Продолжите текст о смерти в литературе, начав сразу после его последнего предложения.

Фрагмент текста —
┏━━
Смерть в литературе гораздо чаще изображается как факт бытия, а не быта, то есть она бытийна по своему репрезентативному потенциалу. Несмотря на то что в действительности смерть заполняет весь мир и является повседневным явлением, литература не столько сообщает об этом, сколько (наряду с другими видами искусства, религией и философией) служит инструментом снятия танатологического напряжения, переводя интерес в сферу жизни либо в сферу «условной кончины». Литература способна подвести под танатологические мотивы идеологический подтекст, создать картины посмертного существования, акцентировать условность гибели героя, который может воскреснуть в сиквеле или встать на сцене как актер после сыгранной пьесы, иначе – придать данным мотивам смысл. Смысл – понятие бытийное, в быту руководствуются сиюминутной пользой и привычкой. Следовательно, превращаясь в объект бытописательства, смерть должна потерять осмысленность, должна стать «полезной» и «привычной», чтобы в итоге перейти из сферы возвышенного в сферу низменного.
┗━━
Исходный материал —
┏━━
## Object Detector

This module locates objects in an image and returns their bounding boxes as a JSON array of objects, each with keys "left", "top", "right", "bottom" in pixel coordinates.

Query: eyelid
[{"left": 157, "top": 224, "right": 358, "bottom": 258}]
┗━━
Ответ —
Бытовое восприятие смерти легко найти в человеческом обществе. Здесь, наверное, нет ничего более показательного, чем достижение обыденной пользы через бытовое убийство. Э. Золя, изучая темпераменты людей, сделал этот мотив ведущим в своем романе «Тереза Ракен». Предметом изображения в произведении становятся низменные устремления человека, реализуемые низменным путем. Центральный эпизод романа – убийство мужа Терезы ее любовником в корыстных целях:
Лоран все тряс Камилла, а другой рукою сдавливал ему горло. Наконец ему удалось оторвать свою жертву от лодки. Теперь он держал Камилла в воздухе, как ребенка, на вытянутых могучих руках. При этом Лоран немного склонил голову, обнажив шею, и тут несчастный, обезумев от ужаса и ярости, изогнулся и зубами впился ему в шею. Когда убийца, чуть не вскрикнув от боли, резким движением швырнул свою жертву в реку, в зубах у нее остался кусочек его кожи. Камилл с воем рухнул в воду. Он еще два-три раза всплывал на поверхность, и с каждым разом вопли его становились все глуше [Золя 1960, I: 452][129]
Вместе с тем для определения модуса художественности необходимо говорить не только о содержании текста, но и о его поэтико-эстетической природе. Отметим, что в повествовании такого рода невозможна поэтизация, эпитеты («могучие руки»), сравнения («как ребенка»), эмоционально-экспрессивная лексика («обезумев от ужаса и ярости») передают ощущение безысходности состояния жертвы. Приоритетным является передача танатологического действия, которое описывается с помощью разговорной лексики («швырнул», «с воем рухнул»), в котором есть бытовые нюансы, лишающие его монументальности («в зубах у нее остался кусочек его кожи»).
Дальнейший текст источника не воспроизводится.